The fate of the former president, however, has been controversial. Some segments of society have viewed the trial as a national humiliation, given the former president’s role as a symbol of the state. The SCAF appeared to hesitate to go forward with Mubarak’s prosecution considering his military background and longstanding ties to the current leaders of the military. The decision to proceed with the prosecution appeared to be a key victory of the protest movement.
Subsequent events eroded confidence in the integrity of the proceedings, however. The preexisting suspicions of the military’s intentions were revived by the apparently inconsistent testimony given by the head of the SCAF and longtime minister of defense, Field Marshall Mohammed Hussein Tantawi. In leaks of his alleged secret testimony before the court, Tantawi is reported to have denied receiving orders to shoot on protesters, stating “We were not ordered to open fire at citizens and we will never do that.” In earlier public comments in May 2011 at a police cadet graduation ceremony, Tantawi had intimated that the military had refused such orders, stating, somewhat cryptically “We don’t open fire on the people.” This sentiment was further memorialized in the SCAF’s Communiqué No. 52. This apparent reversal raises the possibility that the SCAF’s acquiescence to the prosecution was merely an attempt to dampen the continuing protest movement and blunt far-reaching calls for systematic reform.
More generally, inconsistencies have bedeviled the prosecutorial track and the selection of appropriate cases. With very few other ongoing prosecutions, new developments have taken on greater import. In July 2011, riots erupted in Suez when seven policemen accused of killing seventeen protesters were released on bail. Reports indicate that one hundred and forty police officers are in various stages of prosecution for their actions during the uprising.
Ominously, the SCAF’s tenure has produced its own set of abuses as political repression has increasingly come to typify the transitional period. The broad public has partly been shielded from these abuses due to continuing state propaganda efforts and outsized confidence in the armed forces. With the shocking and brazen attacks on largely Coptic Christian protesters on October 9, which resulted in at least twenty-seven deaths at the hands of military, police, and vigilante forces, public discussion at an elite level has shifted, and calls for accountability among a small segment of society have now begun to encompass the transitional period. All told, the situation lacks clarity as to the intent, progress, or scope of current investigations.

Dataset ▸

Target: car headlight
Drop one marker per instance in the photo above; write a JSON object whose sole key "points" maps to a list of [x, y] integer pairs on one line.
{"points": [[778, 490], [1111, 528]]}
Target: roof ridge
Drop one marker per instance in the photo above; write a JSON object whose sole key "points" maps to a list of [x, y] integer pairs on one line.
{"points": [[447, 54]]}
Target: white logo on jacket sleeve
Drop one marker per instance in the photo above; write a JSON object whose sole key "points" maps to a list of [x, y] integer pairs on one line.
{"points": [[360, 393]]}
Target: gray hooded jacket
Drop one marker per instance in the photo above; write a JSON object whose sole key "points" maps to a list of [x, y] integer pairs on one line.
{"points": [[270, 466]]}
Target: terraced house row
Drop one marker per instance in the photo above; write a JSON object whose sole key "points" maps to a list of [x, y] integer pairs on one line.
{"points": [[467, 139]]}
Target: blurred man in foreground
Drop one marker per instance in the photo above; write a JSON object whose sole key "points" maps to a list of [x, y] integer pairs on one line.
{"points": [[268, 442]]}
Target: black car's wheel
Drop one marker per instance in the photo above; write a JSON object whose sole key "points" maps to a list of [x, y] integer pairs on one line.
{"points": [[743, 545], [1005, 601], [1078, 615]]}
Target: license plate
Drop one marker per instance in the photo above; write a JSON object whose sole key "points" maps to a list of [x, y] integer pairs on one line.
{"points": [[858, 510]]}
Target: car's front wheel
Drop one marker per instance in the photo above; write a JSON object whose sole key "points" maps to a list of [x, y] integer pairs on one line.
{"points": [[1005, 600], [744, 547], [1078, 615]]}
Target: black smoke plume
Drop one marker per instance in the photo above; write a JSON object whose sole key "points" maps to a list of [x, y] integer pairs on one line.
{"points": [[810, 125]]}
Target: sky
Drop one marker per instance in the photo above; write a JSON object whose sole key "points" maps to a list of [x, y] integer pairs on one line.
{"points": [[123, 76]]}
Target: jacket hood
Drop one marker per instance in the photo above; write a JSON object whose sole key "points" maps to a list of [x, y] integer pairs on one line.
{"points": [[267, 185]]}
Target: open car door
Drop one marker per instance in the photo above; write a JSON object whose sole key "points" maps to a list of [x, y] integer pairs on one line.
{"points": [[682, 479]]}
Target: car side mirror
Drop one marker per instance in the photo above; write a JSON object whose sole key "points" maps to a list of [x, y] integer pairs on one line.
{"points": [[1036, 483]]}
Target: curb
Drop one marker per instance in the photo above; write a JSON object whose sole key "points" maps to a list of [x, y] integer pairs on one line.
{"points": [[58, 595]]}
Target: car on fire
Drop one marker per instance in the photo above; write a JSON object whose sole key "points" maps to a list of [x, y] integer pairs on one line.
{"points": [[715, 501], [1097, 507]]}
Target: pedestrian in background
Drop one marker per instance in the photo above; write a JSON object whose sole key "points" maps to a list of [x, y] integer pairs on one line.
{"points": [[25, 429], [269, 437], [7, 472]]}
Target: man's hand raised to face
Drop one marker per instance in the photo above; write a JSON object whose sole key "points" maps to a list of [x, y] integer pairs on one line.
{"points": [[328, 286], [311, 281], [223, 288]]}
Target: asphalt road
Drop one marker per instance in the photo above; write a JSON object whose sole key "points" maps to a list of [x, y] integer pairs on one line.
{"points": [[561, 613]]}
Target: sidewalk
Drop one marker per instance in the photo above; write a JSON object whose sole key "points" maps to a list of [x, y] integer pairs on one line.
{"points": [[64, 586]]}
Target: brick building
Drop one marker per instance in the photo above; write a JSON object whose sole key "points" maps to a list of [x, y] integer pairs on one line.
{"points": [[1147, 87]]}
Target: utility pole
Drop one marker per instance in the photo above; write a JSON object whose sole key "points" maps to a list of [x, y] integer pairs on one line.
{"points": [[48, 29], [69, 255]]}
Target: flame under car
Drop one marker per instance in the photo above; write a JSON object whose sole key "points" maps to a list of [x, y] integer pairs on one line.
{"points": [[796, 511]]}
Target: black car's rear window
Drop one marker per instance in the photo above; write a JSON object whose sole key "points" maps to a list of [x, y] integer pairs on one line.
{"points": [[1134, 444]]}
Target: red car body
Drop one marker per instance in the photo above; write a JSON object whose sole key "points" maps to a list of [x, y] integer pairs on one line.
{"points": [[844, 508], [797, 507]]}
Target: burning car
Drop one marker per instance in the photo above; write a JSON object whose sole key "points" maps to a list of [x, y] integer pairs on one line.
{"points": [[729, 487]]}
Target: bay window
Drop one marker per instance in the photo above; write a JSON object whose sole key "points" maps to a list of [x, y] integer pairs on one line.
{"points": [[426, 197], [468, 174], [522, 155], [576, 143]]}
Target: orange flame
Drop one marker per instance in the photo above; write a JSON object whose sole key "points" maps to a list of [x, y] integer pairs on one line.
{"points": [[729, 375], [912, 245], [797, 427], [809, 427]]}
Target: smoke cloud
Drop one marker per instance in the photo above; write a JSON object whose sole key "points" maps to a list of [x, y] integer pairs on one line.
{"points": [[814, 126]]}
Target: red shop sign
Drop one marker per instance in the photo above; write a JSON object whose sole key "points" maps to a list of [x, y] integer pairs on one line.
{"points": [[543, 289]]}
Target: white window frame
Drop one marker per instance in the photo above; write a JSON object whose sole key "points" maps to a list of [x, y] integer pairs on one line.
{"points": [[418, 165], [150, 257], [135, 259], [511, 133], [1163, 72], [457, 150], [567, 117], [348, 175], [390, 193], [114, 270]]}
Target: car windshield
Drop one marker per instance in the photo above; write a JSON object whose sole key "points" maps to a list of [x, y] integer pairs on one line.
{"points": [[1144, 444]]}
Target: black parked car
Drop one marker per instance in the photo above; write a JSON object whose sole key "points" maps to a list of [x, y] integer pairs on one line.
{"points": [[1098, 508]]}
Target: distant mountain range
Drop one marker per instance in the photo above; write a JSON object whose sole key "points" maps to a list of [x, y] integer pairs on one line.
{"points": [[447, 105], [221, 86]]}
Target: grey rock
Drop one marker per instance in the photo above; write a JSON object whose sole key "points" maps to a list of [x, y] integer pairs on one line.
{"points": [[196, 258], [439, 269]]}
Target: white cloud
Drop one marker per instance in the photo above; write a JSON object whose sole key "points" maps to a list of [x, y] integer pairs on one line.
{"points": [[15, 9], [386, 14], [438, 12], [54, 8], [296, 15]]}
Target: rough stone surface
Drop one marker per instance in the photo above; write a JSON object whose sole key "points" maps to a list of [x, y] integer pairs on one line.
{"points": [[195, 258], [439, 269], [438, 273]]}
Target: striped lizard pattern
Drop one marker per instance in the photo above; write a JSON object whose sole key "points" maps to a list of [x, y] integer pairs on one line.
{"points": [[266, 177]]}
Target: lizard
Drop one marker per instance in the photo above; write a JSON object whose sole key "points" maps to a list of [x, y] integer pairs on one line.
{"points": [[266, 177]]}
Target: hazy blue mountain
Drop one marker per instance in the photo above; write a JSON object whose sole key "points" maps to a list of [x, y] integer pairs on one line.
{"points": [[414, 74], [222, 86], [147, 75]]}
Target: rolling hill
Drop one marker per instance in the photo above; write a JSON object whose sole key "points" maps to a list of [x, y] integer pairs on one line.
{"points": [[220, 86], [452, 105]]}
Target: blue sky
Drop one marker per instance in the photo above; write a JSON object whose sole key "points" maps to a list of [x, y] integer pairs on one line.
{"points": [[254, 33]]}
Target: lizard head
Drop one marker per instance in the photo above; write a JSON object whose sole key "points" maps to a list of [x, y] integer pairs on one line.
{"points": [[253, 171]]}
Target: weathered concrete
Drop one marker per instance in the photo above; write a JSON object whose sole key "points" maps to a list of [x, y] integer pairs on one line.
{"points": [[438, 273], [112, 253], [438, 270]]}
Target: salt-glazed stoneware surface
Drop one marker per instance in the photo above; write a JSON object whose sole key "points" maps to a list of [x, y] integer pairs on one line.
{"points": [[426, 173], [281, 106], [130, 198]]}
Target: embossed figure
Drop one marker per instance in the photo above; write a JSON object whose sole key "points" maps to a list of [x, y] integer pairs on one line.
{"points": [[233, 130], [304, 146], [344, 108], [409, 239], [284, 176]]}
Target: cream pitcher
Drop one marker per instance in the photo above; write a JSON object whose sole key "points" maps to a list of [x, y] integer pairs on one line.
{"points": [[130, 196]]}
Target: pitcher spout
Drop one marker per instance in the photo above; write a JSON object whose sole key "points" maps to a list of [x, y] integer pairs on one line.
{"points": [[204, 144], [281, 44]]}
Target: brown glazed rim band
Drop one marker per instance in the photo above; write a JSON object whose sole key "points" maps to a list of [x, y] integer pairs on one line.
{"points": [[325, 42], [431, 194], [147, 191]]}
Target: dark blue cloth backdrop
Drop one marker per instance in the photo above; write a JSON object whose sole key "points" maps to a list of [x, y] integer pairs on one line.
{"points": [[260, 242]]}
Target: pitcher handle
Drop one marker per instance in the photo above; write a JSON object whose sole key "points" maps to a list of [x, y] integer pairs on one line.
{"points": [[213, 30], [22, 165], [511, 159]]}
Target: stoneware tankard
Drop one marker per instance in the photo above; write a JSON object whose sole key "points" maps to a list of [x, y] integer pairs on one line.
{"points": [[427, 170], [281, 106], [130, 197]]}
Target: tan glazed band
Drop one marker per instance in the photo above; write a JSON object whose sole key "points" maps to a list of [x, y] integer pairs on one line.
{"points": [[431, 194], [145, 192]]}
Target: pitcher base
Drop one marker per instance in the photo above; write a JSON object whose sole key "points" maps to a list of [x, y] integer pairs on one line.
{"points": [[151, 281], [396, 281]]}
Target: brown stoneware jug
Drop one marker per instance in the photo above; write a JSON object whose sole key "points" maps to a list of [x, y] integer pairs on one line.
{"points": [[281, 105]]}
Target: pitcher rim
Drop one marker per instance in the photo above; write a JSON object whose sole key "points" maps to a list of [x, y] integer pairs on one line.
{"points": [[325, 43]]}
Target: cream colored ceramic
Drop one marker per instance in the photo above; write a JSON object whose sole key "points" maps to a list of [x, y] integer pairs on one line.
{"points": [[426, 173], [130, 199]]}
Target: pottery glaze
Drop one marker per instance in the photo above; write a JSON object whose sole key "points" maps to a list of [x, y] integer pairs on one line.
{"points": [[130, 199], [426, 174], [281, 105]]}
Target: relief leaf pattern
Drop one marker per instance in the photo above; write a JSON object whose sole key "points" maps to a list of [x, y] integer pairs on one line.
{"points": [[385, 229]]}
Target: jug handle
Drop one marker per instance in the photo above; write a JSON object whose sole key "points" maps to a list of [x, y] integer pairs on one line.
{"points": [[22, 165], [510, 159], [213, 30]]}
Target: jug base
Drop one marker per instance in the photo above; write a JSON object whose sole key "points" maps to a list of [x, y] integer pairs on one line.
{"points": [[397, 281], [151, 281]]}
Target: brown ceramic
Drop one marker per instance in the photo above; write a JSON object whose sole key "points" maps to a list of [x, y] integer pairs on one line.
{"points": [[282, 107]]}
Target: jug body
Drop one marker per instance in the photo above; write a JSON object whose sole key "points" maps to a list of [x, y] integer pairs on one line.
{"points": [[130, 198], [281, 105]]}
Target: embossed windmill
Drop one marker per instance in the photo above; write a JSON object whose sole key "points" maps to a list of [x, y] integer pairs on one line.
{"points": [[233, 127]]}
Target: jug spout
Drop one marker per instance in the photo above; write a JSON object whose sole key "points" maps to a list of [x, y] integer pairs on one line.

Exercise ▸ Pick up the passage above on Egypt's military council and the prosecutions after the uprising, and carry it on from its last sentence.

Output of the task ▸
In addition to prosecutions, the transitional government established a commission of inquiry in order to investigate the repression and violence employed by the former regime during the January 25 uprising. The fact-finding commission concluded that at least 825 protesters were killed and over six thousand injured during the uprising and that the police forces were responsible for many of those deaths. Among the commission’s key findings was the use of snipers by the Ministry of the Interior. As opposed to injuries and deaths resulting from clashes between protesters and security forces, the use of snipers is unambiguously indicative of premeditated plans to kill and injure protesters. As such, this issue continues to prove contentious, with Ministry of the Interior officials denying the use of snipers during the eighteen-day uprising and, in some statements, denying that the ministry employed snipers at all. The commission also implicated NDP figures with orchestrating violence against protesters, including the February 2 attack on Tahrir Square when armed thugs descended on protesters on camel and horseback. In addition to its limited scope, the work of the commission has not been highlighted by the transitional government or accompanied by public outreach, undermining the usefulness of the exercise and its impact.
The SCAF also established a compensation fund for victims of state repression during the uprising. The fund began disbursements during the month of Ramadan, with payments of thirty thousand Egyptian pounds ($5,000) for the families of those killed, fifteen thousand pounds ($2,500) for disabled protesters, and five thousand pounds ($833) for all others injured.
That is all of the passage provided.